■ Extrait cité
◆ ◆ ◆ ◆
Un point que Guillebaud n’évoque à aucun moment : la drogue. Sans doute n’est ce pas la cause elle non plus -ou du moins pas directement-, mais elle en est aujourd’hui le combustible habituel de la violence, à tous les âges et dans toutes ses variantes. L’usage presque banalisé de produits psychoactifs licites (alcool, de plus en plus consommé par « shoot ») ou illicites (cannabis, amphétamines et produits dérivés, substances de synthèse, héroïne, cocaïne..) sous-tend désormais l’atmosphère de « violence à tous les étages » que nous rencontrons au quotidien.
Les pédopsychiatres constatent un usage de plus en plus précoce qui explique des comportements violents à des âges où ils étaient exceptionnels. Dans un affrontement politique récent, j’ai pu « lire » dans les yeux d’un des manifestants des signes qui n’étaient que trop évidents d’imprégnation. Jusqu’aux terroristes, dans un tout autre ordre de gravité, qui usent des drogues pour combattre et pour perpétrer leurs crimes.
◆ ◆ ◆ ◆
■ Jeu de données

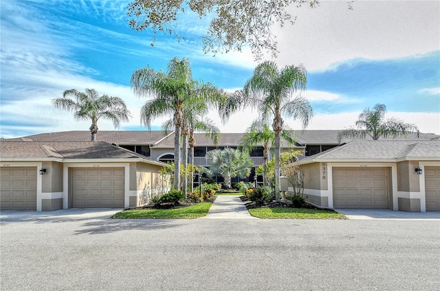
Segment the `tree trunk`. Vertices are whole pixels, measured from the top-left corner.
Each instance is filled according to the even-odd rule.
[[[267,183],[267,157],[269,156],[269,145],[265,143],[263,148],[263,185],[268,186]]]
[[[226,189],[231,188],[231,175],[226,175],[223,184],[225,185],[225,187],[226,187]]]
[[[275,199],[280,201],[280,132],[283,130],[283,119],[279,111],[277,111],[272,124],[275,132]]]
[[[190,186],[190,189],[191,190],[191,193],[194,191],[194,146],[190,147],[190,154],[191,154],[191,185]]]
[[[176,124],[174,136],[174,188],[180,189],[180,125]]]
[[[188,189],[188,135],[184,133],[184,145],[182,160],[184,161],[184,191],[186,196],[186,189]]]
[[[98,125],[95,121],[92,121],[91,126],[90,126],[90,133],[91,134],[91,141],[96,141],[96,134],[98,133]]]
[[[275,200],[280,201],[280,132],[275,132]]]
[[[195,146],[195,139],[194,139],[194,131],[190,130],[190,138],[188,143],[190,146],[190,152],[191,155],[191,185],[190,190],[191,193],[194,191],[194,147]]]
◆ ◆ ◆ ◆
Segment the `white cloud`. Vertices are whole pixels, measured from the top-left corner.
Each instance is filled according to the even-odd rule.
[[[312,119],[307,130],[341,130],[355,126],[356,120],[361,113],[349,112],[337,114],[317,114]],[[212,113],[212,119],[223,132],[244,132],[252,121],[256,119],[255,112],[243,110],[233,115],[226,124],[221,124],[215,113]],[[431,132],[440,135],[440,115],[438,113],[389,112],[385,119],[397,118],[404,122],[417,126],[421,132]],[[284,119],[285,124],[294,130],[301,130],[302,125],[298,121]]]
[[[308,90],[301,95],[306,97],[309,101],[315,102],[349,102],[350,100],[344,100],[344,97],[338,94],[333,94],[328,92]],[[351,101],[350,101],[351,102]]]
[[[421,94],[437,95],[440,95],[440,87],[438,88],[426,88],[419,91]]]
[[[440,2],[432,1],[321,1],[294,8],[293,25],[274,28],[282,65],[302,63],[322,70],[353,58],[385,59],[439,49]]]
◆ ◆ ◆ ◆
■ Travail demandé
Répondez aux questions suivantes à partir de l'extrait sur la drogue et la violence.
1. Quel point Guillebaud n'évoque-t-il à aucun moment ?
2. Quel produit psychoactif licite est cité, et de quelle manière est-il de plus en plus consommé ?
3. Que constatent les pédopsychiatres ?

■ Réponse attendue
1. Guillebaud n'évoque à aucun moment la drogue.
2. Le produit cité est l'alcool, qui est de plus en plus consommé par « shoot ».
3. Les pédopsychiatres constatent un usage de plus en plus précoce de ces produits.